*ACTIVITY*:
Resume the Stonewall Jackson Suite page below, continuing after its last sentence.

(PAGE TEXT Opens)

“Antique extraordinaire with a big bay window and wet bar”
The Stonewall Jackson Suite is our Bed and Breakfast’s premier Suite. It is located on the second floor, in the middle of the Inn. Stonewall Jackson is set with a King bed. It also has a sitting area, wet bar, in-room private bath with a shower, cable TV, phone for local calls, and a small refrigerator and microwave. Make these beautiful accommodations your home while visiting Harrisonburg, Virginia.
$189 per night for double occupancy, can sleep up to three by using a futon
Extra person: $50 per night, Futon: $15 per night
Room Specific Amenities
Ensuite bathroom with shower:
*** There are special rates and stay requirements for this room for all Premium Weekends and special occasions. See the Premium Weekend Guidelines for “reservation wait listing” details. Our online reservation system will show the correct rate and minimum stays.
Book this Room
If you are ready to make a reservation for this room, scroll up to the top of the page and enter the check-in date and number of nights. Click “Check Availability.” On the next page select the Stonewall Jackson Suite and then complete the reservation form.

(PAGE TEXT Closes)
(SOURCE DATA Opens)

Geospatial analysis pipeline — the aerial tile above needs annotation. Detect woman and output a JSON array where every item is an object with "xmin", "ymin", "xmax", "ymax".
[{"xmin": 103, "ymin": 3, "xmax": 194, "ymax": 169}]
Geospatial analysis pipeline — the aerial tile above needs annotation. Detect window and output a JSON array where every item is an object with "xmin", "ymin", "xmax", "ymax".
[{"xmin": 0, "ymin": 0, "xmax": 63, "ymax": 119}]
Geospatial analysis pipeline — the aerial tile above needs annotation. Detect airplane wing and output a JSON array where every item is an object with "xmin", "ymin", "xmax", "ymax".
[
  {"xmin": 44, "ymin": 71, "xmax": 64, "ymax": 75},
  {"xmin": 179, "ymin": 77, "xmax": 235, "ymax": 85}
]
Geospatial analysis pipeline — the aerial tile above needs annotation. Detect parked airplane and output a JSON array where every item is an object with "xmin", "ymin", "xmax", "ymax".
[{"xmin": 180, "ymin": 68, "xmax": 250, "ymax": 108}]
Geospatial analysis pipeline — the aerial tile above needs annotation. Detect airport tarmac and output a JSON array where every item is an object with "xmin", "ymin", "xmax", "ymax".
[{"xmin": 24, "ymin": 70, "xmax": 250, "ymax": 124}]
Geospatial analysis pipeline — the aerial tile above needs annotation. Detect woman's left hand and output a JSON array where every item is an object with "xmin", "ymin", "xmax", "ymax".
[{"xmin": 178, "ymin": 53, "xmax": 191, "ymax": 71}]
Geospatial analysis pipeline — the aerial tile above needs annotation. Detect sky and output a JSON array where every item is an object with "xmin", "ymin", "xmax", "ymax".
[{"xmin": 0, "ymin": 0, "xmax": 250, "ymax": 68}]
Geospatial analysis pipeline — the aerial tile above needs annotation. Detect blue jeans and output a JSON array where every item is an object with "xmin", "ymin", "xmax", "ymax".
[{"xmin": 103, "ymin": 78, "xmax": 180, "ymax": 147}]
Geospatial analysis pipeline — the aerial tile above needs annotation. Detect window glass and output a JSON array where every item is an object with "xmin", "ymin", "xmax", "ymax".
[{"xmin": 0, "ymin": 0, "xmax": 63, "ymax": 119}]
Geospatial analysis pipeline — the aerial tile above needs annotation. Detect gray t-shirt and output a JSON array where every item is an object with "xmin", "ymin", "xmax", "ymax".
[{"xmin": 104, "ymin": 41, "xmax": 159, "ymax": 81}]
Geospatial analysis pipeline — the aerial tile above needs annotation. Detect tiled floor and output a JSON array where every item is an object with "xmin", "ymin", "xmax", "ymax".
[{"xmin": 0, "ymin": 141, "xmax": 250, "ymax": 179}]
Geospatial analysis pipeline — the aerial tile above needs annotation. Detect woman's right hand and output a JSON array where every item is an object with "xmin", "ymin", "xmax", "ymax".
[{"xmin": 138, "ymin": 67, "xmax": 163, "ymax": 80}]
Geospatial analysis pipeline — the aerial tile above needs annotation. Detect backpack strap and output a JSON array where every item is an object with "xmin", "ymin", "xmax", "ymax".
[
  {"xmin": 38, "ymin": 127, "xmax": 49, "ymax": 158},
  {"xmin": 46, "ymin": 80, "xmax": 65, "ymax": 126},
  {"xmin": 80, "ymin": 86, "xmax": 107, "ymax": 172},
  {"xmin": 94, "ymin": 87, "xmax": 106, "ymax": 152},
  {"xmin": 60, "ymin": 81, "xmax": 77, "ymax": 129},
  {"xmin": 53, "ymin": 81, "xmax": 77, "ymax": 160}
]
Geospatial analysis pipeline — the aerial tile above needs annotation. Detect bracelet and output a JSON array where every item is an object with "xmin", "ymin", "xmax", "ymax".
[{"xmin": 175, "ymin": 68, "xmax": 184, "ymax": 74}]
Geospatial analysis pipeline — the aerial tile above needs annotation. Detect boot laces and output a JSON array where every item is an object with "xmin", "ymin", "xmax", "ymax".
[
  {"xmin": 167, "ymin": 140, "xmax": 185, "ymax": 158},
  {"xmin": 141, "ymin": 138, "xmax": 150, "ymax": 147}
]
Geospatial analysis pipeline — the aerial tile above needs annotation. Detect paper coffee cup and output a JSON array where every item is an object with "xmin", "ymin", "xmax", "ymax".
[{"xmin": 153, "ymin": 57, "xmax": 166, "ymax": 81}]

(SOURCE DATA Closes)

*RESPONSE*:
Be sure to check out our Shenandoah Valley Virginia Getaway Packages.
Who was Stonewall Jackson?
Thomas J. “Stonewall” Jackson is considered one of the great characters of the Civil War. He was profoundly religious, a deacon in the Presbyterian Church. He disliked fighting on Sunday, though that did not stop him from doing so. He loved his wife very much and sent her tender letters.
In command, Jackson was extremely secretive about his plans and extremely punctilious about military discipline. He generally wore old, worn-out clothes rather than a fancy uniform, and often looked more like a moth-eaten private than a corps commander. In contrast to Lee, he was not a striking figure, particularly since he was not a good horseman and, therefore, rode a staid, dependable horse, rather than a spirited stallion.
A recurring story concerns his love of lemons, which he allegedly gnawed whole to alleviate symptoms of dyspepsia. However, recent research has found that none of his contemporaries recorded any unusual lemon habits and Jackson thought of a lemon as a “rare treat … enjoyed greatly whenever it could be obtained from the enemy’s camp”. He was fond of all fruits, particularly peaches. He held a lifelong belief that one of his arms was longer than the other, and thus usually held the “longer” arm up to equalize his circulation. He was described as a “champion sleeper”, even falling asleep with food in his mouth occasionally. He also became noted throughout the Confederate Army for leading his troops in complete circles.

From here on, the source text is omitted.